◆ Instructions for the task:
Quote the stretch of entries from the line containing "Quick question about the photo above — is any bare" through the line containing "398, 184, 420, 227", word for word, including both of those lines.

◆ Record extracts:
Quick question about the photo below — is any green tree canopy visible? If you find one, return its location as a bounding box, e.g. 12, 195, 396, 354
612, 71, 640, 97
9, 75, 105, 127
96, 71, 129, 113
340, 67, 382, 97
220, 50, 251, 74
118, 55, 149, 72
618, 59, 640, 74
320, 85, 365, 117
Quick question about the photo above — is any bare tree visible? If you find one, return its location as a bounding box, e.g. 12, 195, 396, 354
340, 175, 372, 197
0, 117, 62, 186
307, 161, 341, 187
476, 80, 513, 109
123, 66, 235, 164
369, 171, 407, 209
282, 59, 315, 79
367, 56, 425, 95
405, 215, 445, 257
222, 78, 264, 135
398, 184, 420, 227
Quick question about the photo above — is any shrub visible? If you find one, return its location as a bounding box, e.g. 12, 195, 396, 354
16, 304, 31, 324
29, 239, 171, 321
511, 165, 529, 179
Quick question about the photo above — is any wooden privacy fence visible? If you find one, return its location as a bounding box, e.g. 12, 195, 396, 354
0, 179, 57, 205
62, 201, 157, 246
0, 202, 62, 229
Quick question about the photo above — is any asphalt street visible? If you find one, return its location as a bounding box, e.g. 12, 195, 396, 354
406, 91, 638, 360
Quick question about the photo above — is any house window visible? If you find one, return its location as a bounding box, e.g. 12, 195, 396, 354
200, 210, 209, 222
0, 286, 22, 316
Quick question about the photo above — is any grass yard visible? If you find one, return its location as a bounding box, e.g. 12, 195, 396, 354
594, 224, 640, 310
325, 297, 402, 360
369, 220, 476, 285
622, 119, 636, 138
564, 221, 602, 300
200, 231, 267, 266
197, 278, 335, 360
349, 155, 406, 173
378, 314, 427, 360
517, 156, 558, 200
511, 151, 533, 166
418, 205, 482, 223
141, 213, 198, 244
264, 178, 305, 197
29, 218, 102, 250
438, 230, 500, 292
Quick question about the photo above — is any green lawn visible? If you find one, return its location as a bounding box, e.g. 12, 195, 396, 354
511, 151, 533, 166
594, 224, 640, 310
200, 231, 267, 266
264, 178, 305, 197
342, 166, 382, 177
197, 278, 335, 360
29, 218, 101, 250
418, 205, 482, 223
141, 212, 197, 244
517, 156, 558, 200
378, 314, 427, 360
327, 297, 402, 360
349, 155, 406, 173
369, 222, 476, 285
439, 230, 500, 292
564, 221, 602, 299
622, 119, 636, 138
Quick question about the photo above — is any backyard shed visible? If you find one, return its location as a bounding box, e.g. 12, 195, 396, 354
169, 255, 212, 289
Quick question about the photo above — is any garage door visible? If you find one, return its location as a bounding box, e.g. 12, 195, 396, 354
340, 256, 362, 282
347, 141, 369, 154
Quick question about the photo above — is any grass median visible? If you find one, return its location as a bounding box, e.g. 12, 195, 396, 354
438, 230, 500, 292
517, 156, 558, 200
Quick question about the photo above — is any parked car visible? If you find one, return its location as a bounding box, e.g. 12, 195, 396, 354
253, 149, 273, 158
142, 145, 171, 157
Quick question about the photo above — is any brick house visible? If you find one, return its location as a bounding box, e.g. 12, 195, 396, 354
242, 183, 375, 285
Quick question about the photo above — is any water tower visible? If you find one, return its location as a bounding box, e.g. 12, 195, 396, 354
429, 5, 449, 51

◆ Exercise output:
Quick question about the photo above — is any bare tree visible? If you find one, return its location as a bounding box, e.g. 12, 195, 396, 354
340, 175, 372, 197
0, 117, 62, 186
307, 161, 341, 187
476, 80, 513, 109
123, 66, 235, 164
369, 171, 407, 209
282, 59, 315, 79
367, 56, 425, 95
405, 215, 445, 257
222, 78, 264, 135
398, 184, 420, 227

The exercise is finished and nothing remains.